== Tareas a realizar ==
1. Responde a estas preguntas sobre el texto acerca de la oración:
(a) ¿Con qué expresión latina designa santo Tomás el estar unidos a Dios?
(b) ¿Qué acto es el que nos une propiamente a Dios?
(c) ¿Qué es la oración según el Damasceno?
2. Reproduce literalmente el pasaje del texto sobre la oración que va entre "Oramos. Y la" y "necesario, hacia Dios.", ambos incluidos.
3. Prosigue el texto sobre la oración a partir del punto en que se detiene.

== Texto ==
□ □ □ □ □ □ □

Oramos. Y la oración es una búsqueda de Dios porque todo nuestro ser creado tiende hacia Él. La oración entonces se convierte en un camino, necesario, hacia Dios.


"Todo lo que acabamos de decir debe verse y comprenderse en el interior del movimiento que nos impulsa hacia nuestro destino final hacia el cual, además, todo el movimiento cósmico nos acompaña, "el amor que mueve el sol y las demás estrellas" (Dante). "Venga a nosotros tu reino". Para nosotros este destino final es estar unidos a Dios, uniri Deo, dice santo Tomás, y añade: "La oración, como movida por el amor de caridad, tiende hacia Dios de dos maneras: una por parte de lo que se pide, porque lo que principalmente hemos de pedir en la oración es nuestra unión con Dios... La otra manera es por parte de la persona que pide. A ésta le conviene acercarse a aquel a quien pide: localmente, cuando se trata de otro hombre; mentalmente, cuando se trata de Dios. De ahí lo que dice Dionisio: Cuando invocamos a Dios en nuestras oraciones, nos acercamos mentalmente y sin velos a El. Este es también el sentido en que el Damasceno dice que la oración es la elevación de nuestra mente a Dios" (II-IIa, q. 83, a. 1, ad 2).

Vivir es actuar hacia un fin. Pero la vida humana es una actividad se dirige hacia su fin libremente bajo la ley de una vocación. Esta vocación del hombre es estar unido a Dios. Y el acto que nos une propiamente a Dios es la "caridad", o el amor recíproco entre Dios y el hombre. Por la caridad Dios está en nosotros y nosotros estamos en él (Jn 17,23-26; 1Jn 2, 6.23). En virtud de la unión de amor Dios se convierte para nosotros en el único centro alrededor del cual gira nuestra vida con todos sus deseos y sus preocupaciones. Además, por el acto creador Dios es ya desde el origen el centro de nuestro ser y de todos los seres. Nos es íntimamente presente. Nuestro centro natural, inicial e invariable se convierte así, en la realización perfecta de nuestra libertad para Dios, el centro sobrenatural, final, personalmente elegido y aprobado. Con la gracia de Dios debemos, por nuestra actividad, elevarnos a lo que somos ya y siempre a manera de una vocación.

La unión con Dios no es una simple confluencia sino una "unidad", en un sentido profundo que supera nuestras capacidades de representación. En esta unión nada podemos añadir a la perfección infinita de Dios. Entonces estamos integrados en Él, pero de manera que no solamente no perdemos nada de nuestra existencia sustancial, sino que al contrario éste se realiza en nosotros a la perfección. Por la caridad formamos con Dios una unidad-en-dualidad que nuestro pensamiento, sometido aquí abajo a las representaciones espaciales, es incapaz de aprehender.

□ □ □ □ □ □ □

== Material proporcionado ==
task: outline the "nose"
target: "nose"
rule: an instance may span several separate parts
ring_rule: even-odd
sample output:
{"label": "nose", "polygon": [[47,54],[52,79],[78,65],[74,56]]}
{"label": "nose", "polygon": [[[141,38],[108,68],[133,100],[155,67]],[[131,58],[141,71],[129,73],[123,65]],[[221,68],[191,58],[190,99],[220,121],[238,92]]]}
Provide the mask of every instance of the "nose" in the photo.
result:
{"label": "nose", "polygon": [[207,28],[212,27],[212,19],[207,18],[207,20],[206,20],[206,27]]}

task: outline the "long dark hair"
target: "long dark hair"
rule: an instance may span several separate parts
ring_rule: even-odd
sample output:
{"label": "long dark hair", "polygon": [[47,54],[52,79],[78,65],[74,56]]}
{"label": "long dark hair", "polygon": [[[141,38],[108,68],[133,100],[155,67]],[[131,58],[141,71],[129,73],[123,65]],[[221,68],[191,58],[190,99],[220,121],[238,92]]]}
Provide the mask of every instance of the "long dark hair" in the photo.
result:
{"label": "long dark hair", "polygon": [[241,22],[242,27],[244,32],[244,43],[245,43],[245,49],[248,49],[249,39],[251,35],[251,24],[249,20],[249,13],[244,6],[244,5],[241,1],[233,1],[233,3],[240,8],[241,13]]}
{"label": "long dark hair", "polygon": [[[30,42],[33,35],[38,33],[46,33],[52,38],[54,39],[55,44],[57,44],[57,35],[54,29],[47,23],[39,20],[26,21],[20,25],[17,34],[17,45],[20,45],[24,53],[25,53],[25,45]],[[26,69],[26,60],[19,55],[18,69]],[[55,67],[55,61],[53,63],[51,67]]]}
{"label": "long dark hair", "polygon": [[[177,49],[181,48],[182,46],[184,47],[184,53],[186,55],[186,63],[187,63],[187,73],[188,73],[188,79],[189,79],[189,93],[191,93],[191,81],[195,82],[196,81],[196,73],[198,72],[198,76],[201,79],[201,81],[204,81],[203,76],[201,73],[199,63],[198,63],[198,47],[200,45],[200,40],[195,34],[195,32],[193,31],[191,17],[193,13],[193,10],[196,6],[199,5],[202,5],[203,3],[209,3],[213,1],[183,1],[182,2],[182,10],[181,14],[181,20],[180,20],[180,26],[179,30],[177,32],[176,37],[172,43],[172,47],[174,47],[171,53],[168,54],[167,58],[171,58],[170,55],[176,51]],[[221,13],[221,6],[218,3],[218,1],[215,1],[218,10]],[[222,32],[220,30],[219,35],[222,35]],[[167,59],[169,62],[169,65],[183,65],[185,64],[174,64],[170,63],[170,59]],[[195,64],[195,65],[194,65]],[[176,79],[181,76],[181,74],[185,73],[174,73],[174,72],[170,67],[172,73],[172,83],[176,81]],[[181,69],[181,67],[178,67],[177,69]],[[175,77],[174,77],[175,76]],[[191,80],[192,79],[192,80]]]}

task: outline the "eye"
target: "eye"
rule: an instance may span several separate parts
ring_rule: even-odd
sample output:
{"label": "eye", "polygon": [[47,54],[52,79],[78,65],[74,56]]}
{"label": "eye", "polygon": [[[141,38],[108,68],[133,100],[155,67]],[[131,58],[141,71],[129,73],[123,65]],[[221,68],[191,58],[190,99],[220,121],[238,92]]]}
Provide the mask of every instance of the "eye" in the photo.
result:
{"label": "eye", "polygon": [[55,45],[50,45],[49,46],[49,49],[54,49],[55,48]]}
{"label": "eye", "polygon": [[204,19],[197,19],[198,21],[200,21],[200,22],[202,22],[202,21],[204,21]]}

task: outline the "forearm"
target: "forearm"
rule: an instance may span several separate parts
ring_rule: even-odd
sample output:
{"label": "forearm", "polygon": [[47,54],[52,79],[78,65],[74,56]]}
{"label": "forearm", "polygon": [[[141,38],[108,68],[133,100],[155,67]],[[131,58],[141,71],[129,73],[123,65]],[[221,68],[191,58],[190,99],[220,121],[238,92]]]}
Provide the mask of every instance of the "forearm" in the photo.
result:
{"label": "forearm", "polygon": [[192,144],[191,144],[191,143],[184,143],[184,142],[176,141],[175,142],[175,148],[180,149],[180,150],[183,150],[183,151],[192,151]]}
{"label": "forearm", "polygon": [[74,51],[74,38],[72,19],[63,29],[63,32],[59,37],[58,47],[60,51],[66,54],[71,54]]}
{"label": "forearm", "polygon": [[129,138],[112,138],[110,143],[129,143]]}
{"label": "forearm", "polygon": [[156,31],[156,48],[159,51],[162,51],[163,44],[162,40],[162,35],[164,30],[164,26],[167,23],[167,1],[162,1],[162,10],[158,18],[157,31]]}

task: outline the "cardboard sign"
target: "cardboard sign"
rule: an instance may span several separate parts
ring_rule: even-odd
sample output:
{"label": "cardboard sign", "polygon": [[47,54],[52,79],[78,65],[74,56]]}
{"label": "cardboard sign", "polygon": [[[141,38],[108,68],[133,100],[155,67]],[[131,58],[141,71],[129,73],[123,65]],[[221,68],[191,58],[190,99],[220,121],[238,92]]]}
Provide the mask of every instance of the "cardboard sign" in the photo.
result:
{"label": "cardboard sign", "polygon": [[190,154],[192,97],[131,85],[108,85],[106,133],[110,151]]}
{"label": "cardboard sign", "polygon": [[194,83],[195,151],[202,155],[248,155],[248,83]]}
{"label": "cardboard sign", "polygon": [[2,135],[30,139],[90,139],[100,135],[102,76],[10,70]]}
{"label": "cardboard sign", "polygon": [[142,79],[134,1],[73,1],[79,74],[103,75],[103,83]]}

□ □ □ □ □ □ □

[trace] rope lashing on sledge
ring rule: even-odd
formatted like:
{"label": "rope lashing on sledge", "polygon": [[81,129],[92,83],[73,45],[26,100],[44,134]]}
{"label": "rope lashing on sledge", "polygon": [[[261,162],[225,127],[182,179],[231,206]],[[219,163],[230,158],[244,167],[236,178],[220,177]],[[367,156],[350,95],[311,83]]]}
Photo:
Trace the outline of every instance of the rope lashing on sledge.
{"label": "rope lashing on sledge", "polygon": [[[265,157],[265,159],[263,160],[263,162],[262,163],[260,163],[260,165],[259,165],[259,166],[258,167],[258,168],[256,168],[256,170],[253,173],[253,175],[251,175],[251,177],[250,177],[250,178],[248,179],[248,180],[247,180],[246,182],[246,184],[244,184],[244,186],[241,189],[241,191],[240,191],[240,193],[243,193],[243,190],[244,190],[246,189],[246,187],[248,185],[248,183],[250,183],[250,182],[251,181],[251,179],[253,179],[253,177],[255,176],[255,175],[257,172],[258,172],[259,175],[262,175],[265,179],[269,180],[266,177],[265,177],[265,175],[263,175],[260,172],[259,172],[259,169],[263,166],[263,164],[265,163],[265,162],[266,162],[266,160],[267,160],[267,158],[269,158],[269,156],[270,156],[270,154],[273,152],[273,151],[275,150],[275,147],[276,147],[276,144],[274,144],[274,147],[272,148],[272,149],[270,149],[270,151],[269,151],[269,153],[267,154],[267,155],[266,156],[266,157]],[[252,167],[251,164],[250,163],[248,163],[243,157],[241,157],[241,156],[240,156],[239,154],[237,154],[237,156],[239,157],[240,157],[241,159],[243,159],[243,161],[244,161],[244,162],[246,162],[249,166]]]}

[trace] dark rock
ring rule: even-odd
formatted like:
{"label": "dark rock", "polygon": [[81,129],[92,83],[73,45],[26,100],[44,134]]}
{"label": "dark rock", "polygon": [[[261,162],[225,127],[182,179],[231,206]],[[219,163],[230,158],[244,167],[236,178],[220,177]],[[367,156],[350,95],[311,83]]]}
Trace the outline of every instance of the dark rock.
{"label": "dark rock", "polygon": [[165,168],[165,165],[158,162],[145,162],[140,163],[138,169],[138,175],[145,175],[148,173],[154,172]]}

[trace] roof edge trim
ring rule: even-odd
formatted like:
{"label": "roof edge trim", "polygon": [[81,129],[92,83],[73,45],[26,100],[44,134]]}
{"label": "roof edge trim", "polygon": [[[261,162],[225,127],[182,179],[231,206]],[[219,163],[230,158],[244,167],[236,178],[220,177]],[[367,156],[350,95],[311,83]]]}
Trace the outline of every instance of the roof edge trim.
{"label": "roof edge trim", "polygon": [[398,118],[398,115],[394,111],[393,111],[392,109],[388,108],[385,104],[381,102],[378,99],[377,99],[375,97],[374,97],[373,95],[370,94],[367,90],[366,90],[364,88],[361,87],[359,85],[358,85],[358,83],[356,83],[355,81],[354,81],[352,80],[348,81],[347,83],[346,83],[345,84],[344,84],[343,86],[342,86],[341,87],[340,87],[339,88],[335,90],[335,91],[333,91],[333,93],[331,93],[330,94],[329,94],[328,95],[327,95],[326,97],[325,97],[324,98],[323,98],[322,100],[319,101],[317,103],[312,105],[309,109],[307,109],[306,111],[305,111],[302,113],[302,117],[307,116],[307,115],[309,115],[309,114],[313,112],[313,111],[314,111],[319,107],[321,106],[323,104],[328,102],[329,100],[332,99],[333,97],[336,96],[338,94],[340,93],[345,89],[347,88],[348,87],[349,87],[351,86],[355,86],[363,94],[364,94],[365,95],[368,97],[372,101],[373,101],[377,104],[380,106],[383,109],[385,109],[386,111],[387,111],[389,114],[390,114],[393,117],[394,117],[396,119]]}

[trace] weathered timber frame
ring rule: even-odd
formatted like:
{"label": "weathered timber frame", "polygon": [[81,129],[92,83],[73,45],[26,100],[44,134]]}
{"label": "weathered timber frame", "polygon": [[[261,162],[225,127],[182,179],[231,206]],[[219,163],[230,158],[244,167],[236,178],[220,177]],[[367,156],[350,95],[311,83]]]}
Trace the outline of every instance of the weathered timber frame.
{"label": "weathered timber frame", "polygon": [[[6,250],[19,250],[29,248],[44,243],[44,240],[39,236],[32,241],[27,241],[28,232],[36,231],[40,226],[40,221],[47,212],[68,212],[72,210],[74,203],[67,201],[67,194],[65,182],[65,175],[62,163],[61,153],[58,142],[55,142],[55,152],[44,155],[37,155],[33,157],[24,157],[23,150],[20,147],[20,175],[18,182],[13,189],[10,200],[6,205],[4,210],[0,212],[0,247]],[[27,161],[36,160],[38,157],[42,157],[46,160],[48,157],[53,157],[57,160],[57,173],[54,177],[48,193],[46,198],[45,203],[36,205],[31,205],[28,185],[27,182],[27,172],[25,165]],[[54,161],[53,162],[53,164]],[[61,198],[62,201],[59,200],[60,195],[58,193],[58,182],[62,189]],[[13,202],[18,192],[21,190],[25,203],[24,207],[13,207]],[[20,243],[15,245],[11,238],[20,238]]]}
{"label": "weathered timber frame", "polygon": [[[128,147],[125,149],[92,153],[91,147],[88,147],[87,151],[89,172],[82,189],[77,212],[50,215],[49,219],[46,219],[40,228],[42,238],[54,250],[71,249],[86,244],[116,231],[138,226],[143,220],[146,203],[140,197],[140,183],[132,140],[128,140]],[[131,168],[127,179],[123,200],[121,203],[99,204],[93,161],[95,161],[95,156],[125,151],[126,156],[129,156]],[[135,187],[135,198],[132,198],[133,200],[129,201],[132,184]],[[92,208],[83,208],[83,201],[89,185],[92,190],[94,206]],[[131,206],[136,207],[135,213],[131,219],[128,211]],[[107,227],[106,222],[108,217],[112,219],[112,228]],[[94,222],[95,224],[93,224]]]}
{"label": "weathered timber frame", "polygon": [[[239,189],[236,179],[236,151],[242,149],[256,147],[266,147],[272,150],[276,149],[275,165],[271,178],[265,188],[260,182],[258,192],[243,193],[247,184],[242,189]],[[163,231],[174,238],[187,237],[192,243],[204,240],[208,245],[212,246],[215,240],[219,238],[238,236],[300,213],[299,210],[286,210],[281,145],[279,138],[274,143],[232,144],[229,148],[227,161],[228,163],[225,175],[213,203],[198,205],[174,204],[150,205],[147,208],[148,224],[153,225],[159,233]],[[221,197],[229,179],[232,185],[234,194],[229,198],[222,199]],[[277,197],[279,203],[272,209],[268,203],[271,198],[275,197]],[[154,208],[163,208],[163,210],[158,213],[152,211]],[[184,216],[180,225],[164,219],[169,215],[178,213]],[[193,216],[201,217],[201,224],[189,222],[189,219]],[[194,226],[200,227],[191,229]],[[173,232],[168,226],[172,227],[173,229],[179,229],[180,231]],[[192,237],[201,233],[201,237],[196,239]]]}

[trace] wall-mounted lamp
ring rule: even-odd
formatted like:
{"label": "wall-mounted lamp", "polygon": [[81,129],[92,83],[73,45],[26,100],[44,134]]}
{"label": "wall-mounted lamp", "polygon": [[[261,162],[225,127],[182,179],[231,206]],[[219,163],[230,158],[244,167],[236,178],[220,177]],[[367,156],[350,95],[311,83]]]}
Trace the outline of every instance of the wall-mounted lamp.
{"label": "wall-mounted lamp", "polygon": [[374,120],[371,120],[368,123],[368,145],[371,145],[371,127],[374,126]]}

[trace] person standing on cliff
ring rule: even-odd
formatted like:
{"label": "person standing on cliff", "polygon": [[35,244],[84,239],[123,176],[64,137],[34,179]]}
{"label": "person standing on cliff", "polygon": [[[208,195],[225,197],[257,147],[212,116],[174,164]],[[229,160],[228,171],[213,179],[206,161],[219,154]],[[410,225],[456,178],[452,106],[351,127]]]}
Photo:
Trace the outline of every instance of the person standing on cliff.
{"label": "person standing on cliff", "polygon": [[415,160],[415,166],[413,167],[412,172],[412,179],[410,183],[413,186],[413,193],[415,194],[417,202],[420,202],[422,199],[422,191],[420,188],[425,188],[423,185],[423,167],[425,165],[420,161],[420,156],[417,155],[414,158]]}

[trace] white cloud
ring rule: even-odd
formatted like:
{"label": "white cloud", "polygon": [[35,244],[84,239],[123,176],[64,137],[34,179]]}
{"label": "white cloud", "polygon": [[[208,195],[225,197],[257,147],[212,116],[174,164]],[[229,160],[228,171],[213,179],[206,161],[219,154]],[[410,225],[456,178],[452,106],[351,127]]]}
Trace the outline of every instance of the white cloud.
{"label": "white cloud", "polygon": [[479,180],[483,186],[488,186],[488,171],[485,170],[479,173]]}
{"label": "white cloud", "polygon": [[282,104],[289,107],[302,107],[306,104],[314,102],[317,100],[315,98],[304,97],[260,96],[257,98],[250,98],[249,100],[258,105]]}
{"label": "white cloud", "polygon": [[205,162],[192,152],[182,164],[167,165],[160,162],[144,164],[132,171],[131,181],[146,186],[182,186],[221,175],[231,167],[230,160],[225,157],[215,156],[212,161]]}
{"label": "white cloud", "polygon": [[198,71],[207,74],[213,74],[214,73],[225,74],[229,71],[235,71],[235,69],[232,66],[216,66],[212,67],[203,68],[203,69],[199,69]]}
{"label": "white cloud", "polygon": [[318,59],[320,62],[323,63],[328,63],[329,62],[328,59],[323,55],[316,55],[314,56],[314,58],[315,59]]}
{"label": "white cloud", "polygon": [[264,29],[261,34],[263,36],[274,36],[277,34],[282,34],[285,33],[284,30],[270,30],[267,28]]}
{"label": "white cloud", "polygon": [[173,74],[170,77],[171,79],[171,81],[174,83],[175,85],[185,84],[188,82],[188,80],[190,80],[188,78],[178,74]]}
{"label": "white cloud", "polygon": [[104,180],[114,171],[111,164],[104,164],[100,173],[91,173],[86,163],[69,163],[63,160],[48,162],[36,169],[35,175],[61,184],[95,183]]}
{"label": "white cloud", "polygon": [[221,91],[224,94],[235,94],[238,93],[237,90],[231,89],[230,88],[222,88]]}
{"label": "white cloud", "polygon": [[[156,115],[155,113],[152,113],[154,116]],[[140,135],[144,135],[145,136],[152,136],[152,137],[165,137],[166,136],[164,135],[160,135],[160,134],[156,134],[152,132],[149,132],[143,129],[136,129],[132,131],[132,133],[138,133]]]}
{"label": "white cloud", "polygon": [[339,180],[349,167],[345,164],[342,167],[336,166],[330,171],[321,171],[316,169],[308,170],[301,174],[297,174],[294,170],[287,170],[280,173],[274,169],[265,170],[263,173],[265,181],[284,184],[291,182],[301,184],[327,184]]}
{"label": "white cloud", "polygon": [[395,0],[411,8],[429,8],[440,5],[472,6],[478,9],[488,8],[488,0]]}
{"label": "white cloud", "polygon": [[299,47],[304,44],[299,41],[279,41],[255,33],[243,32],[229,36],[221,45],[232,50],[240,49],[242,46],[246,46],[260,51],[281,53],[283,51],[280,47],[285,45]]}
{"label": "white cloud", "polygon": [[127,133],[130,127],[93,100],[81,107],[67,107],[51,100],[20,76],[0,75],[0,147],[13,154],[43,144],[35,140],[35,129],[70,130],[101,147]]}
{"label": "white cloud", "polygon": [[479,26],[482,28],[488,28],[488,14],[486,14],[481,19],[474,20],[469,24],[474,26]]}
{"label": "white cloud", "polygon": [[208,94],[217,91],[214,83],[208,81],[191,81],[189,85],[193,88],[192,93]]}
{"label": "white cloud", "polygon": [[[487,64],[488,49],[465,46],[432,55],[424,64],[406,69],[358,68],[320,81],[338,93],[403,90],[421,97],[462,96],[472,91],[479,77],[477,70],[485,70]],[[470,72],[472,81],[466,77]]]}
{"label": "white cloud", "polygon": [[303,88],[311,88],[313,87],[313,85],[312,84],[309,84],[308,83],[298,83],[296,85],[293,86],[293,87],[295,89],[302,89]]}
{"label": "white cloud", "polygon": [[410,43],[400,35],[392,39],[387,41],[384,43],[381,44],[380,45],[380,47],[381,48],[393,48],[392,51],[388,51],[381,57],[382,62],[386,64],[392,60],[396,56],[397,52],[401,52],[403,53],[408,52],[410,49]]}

□ □ □ □ □ □ □

== Respuestas ==
1.
(a) Uniri Deo.
(b) La caridad, o el amor recíproco entre Dios y el hombre.
(c) La elevación de nuestra mente a Dios.

2.
Oramos. Y la oración es una búsqueda de Dios porque todo nuestro ser creado tiende hacia Él. La oración entonces se convierte en un camino, necesario, hacia Dios.

3.
Los más grandes entre los Padres de la Iglesia, de acuerdo con los místicos, dicen simplemente que en la unión más alta con Dios somos divinizados. Así en sus fórmulas centrales de la economía de la salvación, "Dios se ha humanizado para divinizarnos" o "Dios se ha hecho hombre para hacer de nosotros dioses". El movimiento descendente de Dios y el movimiento ascendente del hombre, así descritos, deben comprenderse como simple verdad y no como metáforas peligrosas. Lo que el hombre en su orgullo quería convertirse independientemente de Dios, "ser semejante a Dios", Dios mismo se lo dona cuando se une a nosotros por su gracia.

Es evidente que en la unidad religiosa Dios y el hombre divinizado no son dos compañeros iguales. Porque, lo mismo que en virtud de la creación dependemos completamente de Dios y le pertenecemos, teniendo en Él nuestra existencia y nuestra vida humanas, así recibimos nuestra divinización por la gracia enteramente de Dios de manera que en Él gozamos de una existencia y de una vida divinas. "En esto consiste el amor: no en que nosotros hayamos amado a Dios, sino en que Él nos amó primero..." (1Jn 4,10 y 19). En todo el orden de una existencia y de una vida este primado absoluto del amor divino debe afirmarse sin reservas, incluso si ninguna reflexión teológica es capaz de expresar este misterio de una manera adecuada".

(WALGRAVE, J-H., L'expérience des mystiques, en: Communio, ed. francesa, X,4, juillet-août 1985, pp. 79-81).

Añadamos, finalmente, un texto de san Juan de la Cruz; para ver así cómo el centro del alma es Dios, y Dios por amor nos eleva y se realiza así toda la verdad de nuestro ser.

"11. En las cosas, aquello llamamos centro muy profundo que es a lo que más puede llegar su ser y virtud y la fuerza de su operación y movimiento, y no puede pasar de allí; así como el fuego o la piedra, que tienen virtud y movimiento natural y fuerza para llegar al centro de su esfera y no pueden pasar de allí, ni dejar de estar allí, si no es por algún impedimento contrario. Según esto, diremos que la piedra, cuando está dentro de la tierra, está en su centro, porque está dentro en la esfera de su actividad y movimiento, que es el elemento de la tierra; pero no está en lo más profundo de ella, que es el medio de la tierra, porque todavía la queda virtud y fuerza para bajar y llegar hasta allí si se le quita el impedimento de delante; y, cuando llegare y no tuviere de suyo más virtud para más movimiento, diremos que está en el más profundo centro.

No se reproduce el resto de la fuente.